Task prompt |
Make an exact copy of the entries below.

(Excerpts of location labeling data)
* * * * * * * * *
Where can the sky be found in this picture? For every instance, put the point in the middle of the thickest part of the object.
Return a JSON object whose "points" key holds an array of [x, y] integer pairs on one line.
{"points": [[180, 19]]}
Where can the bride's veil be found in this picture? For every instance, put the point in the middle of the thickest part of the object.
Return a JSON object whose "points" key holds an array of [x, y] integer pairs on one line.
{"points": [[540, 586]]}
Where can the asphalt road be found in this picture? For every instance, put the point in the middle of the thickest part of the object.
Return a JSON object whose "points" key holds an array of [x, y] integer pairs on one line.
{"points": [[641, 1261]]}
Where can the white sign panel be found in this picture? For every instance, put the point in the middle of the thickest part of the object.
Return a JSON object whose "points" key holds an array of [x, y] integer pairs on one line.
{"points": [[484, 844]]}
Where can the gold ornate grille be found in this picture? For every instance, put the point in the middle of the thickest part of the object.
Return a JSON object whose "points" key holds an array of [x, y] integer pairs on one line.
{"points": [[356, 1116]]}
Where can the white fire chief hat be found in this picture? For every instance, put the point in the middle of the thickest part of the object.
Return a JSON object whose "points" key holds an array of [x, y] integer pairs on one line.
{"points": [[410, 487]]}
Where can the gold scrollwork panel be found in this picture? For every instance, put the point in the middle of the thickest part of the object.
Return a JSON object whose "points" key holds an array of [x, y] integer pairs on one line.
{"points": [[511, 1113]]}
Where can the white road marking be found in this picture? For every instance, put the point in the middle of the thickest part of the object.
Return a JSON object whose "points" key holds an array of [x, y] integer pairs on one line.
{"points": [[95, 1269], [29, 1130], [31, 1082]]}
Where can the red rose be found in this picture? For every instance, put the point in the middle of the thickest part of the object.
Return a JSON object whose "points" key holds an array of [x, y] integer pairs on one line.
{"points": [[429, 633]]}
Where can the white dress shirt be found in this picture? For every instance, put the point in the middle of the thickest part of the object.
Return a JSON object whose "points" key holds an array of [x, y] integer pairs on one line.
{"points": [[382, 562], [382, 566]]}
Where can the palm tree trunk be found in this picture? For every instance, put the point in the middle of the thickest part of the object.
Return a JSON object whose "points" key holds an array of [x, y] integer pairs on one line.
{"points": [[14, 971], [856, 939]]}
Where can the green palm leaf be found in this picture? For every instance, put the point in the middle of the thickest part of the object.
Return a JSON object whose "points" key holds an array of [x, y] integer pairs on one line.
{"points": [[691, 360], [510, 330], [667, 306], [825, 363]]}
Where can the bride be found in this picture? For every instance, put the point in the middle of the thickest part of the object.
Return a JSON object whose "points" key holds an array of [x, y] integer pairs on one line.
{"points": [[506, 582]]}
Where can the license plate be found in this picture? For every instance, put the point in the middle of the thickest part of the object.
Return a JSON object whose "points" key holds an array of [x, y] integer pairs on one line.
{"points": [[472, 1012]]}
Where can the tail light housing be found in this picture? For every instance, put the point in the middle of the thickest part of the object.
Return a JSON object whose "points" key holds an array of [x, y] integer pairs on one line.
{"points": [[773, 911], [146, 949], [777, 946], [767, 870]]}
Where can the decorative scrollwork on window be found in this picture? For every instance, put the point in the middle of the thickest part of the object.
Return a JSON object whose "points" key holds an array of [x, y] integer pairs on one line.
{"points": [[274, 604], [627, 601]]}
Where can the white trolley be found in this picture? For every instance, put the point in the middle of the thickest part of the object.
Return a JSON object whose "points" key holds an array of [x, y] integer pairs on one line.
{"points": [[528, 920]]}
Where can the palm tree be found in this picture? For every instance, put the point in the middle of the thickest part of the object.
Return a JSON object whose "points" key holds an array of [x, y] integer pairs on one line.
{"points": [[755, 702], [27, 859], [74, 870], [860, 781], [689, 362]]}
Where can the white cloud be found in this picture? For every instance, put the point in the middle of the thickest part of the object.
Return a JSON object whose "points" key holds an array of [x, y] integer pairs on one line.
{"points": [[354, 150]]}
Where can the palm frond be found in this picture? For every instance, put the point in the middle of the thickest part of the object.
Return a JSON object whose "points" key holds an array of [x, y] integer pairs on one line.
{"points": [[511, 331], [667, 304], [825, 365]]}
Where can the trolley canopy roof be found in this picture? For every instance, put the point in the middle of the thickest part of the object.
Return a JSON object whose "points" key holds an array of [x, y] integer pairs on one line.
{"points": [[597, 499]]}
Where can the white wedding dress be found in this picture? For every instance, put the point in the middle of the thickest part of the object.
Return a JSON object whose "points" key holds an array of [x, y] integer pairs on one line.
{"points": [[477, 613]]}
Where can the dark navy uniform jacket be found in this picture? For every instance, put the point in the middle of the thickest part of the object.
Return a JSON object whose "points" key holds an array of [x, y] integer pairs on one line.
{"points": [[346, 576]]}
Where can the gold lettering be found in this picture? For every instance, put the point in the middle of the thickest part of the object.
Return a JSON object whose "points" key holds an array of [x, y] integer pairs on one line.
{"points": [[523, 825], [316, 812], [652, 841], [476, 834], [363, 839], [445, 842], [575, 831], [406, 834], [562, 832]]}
* * * * * * * * *
Output of the task |
Where can the sky be found in this picture? For every instance, put the point in the middle of the thickest part of the object.
Return a JSON object whose "points" key holds an array of [x, y] integer pairs on one line.
{"points": [[180, 19]]}
Where can the bride's veil be found in this picture? For every instance, put the point in the middle of the thickest part of the object.
Return a JSON object whose "points" key holds an array of [x, y] integer pairs on one line.
{"points": [[540, 586]]}
Where can the asphalt road be found in this picture? For every instance, put the point in the middle of the thickest part of the object.
Return a JSON object whose "points" key holds an array of [x, y] integer pairs on one line.
{"points": [[641, 1261]]}
Where can the white sign panel be found in this picture? For every instance, put the point in the middle of the thickest part of the object.
Return a JSON object whose "points" key holds an array of [x, y] integer pairs on one line.
{"points": [[484, 844]]}
Where can the gold ornate grille be found in this picture? For every instance, put the point in the middle of the thickest part of the object.
Return a JSON object whose "points" key holds an array of [x, y] integer pairs on one line.
{"points": [[356, 1116]]}
Where can the white fire chief hat be found in this picture? For every instance, put the point in the middle of the thickest part of the object.
Return a JSON object whose "points" key holds an array of [x, y] integer pairs on one line.
{"points": [[410, 487]]}
Where can the gold scrollwork panel be found in this picture? For every instance, put the point in the middle of the thickest part of the object.
Return a JSON object whose "points" key holds an array of [x, y] integer pairs on one line.
{"points": [[511, 1113]]}
Where can the white road marking be found in this picture? For every instance, put the point in the middle of the thickest part of the object.
Return a JSON object whose "points" key holds an array of [x, y] integer pairs on one line.
{"points": [[95, 1269], [29, 1130], [31, 1082]]}
Where can the red rose be found in this picture? For every instance, put the point in the middle of the thickest part of the object.
Return a JSON object whose "points" key holds an array of [x, y] integer pairs on one line.
{"points": [[429, 633]]}
Where can the white dress shirt be found in this picture? For every instance, put the point in the middle of the thickest part of the object.
Return a JSON object whose "points" key holds an array of [x, y] integer pairs on one line.
{"points": [[382, 562], [382, 566]]}
Where can the palm tree trunk be found in this picture? For every instance, put the point in the middle of the thickest part of the object.
Return a JSON object whose "points" key holds an array of [x, y] integer pairs on one line.
{"points": [[14, 971], [856, 939]]}
Where can the green palm leaf be found in this picture? For every instance, put the point in the middle of the thickest part of the object.
Return a JSON object whose "points" key holds an array of [x, y] integer pairs on one line.
{"points": [[691, 360], [510, 330], [667, 306], [825, 363]]}
Where can the bride be found in this picture? For every instance, put the point in the middle of the thickest part of the object.
Return a JSON object whose "points" key holds an array of [x, y] integer pairs on one line.
{"points": [[506, 582]]}
Where can the license plate be found in this picture? For every instance, put the point in the middle of the thickest part of the object.
Return a JSON object whose "points" key holds an array of [x, y] integer pairs on one line.
{"points": [[472, 1012]]}
Where can the tail light housing be found in this picture? For every instance, put the point in the middle of the thickest part of the object.
Return a JSON object whose "points" key holds an array of [x, y] integer pairs on one line.
{"points": [[773, 911], [146, 949], [777, 946], [767, 870]]}
Where can the decorative scrollwork on window be found in this picture? For every instance, put the point in the middle of the thickest part of the object.
Return a JSON object whose "points" key holds an array of [x, y] integer pairs on one line.
{"points": [[274, 604], [627, 601]]}
Where can the white trolley be found in this picture? For every instance, put the point in the middle of the thickest part of the object.
Return a JSON object whose "points" key holds an array of [x, y] integer pairs on one line.
{"points": [[528, 920]]}
Where can the palm tree be found in this picture? For every instance, put the point in the middle of the thickest part of the object.
Return a JSON object whose "points" key holds an array of [x, y] integer pairs on one line.
{"points": [[755, 702], [27, 859], [74, 870], [860, 781], [689, 362]]}
Where can the white cloud be found in this picture? For every instance, put the point in the middle of the thickest part of the object.
Return a JSON object whose "points" key holds an array of [x, y] integer pairs on one line.
{"points": [[354, 150]]}
Where can the palm frond be found in this picture? For every instance, put the point in the middle of the thickest part of the object.
Return a JSON object whose "points" key holds an array of [x, y] integer pairs on one line.
{"points": [[511, 331], [667, 304], [825, 365]]}
Where can the trolley canopy roof be found in this picture? For every instance, put the point in the middle of the thickest part of the object.
Return a JSON object whose "points" key holds an array of [x, y] integer pairs on one line.
{"points": [[597, 499]]}
Where can the white wedding dress be found in this picture? For every instance, put the point in the middle of the thickest part of the object.
Return a JSON object whose "points" key holds an array of [x, y] integer pairs on one line.
{"points": [[477, 613]]}
Where can the dark navy uniform jacket be found in this picture? For every instance, put the point in the middle of the thickest part of the object.
Return a JSON object whose "points" key holds an array of [x, y] integer pairs on one line.
{"points": [[346, 576]]}
Where can the gold lettering be found in this picture? For every instance, put the point in the middle of the thickest part of the object.
Return a JSON object whose "points" key holds an array of [x, y] integer pairs on one line.
{"points": [[523, 825], [316, 812], [652, 841], [476, 834], [363, 839], [445, 842], [575, 831], [406, 834], [562, 832]]}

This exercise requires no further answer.